>> begin Working data

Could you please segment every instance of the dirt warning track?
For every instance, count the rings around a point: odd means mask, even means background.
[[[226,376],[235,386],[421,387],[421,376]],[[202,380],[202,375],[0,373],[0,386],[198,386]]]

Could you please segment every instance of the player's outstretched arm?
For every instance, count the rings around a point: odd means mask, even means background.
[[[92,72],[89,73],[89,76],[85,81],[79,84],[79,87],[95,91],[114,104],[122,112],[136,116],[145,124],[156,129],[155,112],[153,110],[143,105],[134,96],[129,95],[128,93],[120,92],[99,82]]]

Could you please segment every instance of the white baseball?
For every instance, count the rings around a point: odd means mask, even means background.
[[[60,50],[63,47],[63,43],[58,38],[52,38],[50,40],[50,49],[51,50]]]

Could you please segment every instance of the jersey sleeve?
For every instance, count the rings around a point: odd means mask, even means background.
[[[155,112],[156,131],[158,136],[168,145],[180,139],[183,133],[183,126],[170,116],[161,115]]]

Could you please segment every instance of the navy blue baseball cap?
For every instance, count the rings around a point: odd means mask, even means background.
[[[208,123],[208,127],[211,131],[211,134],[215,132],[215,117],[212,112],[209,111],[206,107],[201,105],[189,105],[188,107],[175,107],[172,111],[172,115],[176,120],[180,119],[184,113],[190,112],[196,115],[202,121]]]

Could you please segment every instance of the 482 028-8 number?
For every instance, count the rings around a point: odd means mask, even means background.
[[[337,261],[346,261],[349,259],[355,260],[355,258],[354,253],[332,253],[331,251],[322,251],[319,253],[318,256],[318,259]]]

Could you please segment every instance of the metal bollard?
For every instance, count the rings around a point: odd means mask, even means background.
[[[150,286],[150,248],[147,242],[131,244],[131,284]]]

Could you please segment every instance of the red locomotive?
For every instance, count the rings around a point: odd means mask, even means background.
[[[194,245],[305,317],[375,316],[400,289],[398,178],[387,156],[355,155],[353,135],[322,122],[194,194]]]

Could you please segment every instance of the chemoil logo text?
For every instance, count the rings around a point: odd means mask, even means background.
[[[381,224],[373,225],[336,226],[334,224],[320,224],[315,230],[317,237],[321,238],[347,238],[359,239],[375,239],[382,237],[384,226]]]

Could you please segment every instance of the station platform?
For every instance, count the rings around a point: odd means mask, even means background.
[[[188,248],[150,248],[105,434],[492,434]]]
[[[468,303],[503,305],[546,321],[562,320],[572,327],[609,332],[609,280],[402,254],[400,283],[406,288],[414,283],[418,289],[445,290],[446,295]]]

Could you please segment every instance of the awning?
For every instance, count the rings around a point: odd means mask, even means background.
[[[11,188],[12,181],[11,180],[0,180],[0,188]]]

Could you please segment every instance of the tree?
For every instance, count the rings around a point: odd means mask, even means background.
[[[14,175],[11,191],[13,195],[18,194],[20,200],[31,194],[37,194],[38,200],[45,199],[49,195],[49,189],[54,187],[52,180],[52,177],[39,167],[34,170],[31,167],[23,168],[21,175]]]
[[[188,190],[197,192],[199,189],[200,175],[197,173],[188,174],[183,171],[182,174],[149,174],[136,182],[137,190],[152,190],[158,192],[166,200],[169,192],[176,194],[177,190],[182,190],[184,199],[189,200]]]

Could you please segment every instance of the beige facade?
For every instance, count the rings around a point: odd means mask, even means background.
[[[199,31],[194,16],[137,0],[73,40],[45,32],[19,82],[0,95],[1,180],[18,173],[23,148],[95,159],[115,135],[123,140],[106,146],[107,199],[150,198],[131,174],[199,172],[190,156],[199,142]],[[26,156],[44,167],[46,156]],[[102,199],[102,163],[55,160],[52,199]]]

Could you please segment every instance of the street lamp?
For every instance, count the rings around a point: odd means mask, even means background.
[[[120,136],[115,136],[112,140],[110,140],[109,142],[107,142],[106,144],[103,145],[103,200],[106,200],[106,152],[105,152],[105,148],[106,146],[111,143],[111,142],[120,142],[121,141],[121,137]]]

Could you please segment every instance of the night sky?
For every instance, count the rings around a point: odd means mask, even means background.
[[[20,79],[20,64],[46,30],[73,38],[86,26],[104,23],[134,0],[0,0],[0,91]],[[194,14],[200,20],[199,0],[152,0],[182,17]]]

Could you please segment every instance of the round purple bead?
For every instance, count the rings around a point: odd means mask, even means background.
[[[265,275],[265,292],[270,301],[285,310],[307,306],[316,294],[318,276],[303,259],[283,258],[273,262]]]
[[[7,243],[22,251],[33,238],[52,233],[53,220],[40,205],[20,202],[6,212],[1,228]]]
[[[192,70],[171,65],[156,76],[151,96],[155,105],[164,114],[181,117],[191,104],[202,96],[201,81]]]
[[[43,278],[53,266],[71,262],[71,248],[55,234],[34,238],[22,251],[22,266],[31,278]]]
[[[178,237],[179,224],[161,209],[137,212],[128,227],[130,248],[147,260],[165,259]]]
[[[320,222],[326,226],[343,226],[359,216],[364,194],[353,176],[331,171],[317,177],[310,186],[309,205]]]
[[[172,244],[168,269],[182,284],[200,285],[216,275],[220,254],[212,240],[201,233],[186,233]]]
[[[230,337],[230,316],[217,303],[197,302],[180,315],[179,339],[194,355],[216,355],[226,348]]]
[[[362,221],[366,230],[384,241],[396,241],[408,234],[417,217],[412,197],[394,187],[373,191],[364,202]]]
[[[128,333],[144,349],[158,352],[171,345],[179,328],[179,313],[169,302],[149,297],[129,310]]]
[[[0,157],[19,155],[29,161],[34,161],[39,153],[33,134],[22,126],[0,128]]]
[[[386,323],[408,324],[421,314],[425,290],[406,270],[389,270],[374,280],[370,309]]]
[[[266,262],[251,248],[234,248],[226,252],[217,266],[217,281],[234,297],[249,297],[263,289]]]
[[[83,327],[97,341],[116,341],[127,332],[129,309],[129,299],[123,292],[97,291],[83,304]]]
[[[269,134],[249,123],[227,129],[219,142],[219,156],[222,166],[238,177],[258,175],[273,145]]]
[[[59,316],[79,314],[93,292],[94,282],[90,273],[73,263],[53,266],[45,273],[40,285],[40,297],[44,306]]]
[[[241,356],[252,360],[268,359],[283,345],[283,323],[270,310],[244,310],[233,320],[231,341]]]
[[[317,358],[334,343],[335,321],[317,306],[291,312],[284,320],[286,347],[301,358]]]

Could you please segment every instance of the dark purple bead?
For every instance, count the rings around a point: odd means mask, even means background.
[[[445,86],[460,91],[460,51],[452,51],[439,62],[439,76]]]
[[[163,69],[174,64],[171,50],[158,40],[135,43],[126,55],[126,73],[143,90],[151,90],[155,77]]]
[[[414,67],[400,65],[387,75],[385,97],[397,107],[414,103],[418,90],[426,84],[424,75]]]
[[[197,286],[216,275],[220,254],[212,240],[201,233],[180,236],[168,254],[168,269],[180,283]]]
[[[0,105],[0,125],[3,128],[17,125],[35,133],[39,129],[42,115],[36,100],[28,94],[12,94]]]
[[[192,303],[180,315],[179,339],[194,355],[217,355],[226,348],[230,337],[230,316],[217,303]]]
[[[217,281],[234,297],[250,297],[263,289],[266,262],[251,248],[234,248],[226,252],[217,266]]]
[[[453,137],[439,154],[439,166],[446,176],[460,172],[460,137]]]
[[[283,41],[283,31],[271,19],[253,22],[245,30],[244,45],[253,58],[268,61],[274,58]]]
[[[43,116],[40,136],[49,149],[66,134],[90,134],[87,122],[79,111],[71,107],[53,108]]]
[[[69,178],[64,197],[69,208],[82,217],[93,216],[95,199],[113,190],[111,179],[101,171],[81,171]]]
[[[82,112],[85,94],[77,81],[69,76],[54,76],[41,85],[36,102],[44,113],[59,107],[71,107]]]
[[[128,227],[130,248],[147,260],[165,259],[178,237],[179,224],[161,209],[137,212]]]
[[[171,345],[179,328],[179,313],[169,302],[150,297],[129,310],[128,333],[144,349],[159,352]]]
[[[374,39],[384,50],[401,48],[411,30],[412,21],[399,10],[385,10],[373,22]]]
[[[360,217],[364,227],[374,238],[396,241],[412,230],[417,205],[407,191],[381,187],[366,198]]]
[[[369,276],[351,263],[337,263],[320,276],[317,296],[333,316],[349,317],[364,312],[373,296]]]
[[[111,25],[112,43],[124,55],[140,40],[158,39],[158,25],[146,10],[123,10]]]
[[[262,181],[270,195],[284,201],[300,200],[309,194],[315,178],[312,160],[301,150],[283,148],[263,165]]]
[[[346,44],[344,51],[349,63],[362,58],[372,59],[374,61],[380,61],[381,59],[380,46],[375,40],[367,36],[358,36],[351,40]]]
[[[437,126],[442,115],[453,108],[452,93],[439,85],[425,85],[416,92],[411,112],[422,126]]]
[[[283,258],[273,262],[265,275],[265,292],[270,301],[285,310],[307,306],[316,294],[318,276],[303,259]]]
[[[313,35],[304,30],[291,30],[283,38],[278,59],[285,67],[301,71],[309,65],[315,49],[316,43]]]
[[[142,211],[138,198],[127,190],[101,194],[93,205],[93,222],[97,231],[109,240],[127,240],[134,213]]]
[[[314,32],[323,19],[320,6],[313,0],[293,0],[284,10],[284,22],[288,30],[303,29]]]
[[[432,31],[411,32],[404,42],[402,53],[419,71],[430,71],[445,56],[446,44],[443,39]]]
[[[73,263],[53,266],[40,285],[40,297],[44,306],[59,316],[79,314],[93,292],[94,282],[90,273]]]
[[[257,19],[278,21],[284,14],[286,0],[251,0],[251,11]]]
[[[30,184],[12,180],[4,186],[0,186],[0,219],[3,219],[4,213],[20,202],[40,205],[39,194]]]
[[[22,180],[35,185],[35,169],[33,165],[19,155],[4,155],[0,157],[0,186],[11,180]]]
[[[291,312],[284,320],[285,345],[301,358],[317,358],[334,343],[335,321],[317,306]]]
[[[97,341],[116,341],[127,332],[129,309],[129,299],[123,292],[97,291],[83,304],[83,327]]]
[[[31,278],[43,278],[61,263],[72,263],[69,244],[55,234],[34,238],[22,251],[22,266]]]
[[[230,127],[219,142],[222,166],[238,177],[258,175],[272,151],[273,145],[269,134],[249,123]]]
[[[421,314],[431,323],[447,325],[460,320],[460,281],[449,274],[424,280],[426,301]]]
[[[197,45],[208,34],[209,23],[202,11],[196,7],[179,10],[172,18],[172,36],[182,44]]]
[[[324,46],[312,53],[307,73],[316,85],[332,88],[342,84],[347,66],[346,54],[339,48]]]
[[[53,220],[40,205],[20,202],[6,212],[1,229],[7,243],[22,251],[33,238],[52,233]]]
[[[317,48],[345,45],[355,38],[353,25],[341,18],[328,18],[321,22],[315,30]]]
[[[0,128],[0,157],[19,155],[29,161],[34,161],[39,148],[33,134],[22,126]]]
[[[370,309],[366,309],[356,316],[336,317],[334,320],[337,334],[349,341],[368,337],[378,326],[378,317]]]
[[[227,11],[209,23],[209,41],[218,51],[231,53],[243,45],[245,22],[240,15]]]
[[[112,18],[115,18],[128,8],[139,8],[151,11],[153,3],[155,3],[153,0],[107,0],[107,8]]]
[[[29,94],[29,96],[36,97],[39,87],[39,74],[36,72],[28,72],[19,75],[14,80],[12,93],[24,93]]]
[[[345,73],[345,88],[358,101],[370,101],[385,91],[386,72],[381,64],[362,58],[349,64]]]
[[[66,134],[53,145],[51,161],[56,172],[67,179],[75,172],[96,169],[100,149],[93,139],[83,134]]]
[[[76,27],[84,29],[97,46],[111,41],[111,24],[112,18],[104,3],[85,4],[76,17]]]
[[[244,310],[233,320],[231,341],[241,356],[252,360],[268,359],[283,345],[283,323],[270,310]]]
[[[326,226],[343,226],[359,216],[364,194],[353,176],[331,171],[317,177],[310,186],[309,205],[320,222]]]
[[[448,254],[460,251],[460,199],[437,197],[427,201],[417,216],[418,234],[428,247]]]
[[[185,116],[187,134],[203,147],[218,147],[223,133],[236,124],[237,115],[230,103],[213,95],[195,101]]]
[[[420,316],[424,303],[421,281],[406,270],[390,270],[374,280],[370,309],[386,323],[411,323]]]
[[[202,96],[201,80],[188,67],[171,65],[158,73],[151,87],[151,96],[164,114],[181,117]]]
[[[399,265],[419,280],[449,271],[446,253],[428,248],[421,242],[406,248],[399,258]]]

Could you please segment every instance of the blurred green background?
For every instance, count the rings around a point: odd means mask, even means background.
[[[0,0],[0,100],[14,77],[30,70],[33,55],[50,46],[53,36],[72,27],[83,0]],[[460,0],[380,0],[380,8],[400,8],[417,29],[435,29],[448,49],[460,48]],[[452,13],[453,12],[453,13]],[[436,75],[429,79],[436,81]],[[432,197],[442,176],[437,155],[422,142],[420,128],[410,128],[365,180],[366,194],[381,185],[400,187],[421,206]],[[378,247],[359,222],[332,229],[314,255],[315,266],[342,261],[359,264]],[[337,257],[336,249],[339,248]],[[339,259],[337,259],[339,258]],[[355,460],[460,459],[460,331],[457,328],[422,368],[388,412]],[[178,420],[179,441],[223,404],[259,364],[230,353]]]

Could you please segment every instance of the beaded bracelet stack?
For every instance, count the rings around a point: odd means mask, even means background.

>> end Working data

# [Goal]
Retype the lines of the listing exactly, starting at the line that contains "Could you please segment every instance of the station" and ending at the line that contains "[[[11,188],[12,181],[11,180],[0,180],[0,188]]]", including both of those lines.

# [Worked answer]
Could you please segment every instance of the station platform?
For every instance, count the rings around a point: odd means mask, even means background.
[[[188,248],[150,248],[105,434],[492,434]]]
[[[468,303],[503,305],[546,321],[562,320],[572,327],[609,332],[609,280],[402,254],[400,283],[406,288],[414,283],[418,289],[445,290],[446,295]]]

Could you please segment every instance of the awning?
For every instance, count the rings around a point: odd means mask, even means background.
[[[11,188],[12,181],[11,180],[0,180],[0,188]]]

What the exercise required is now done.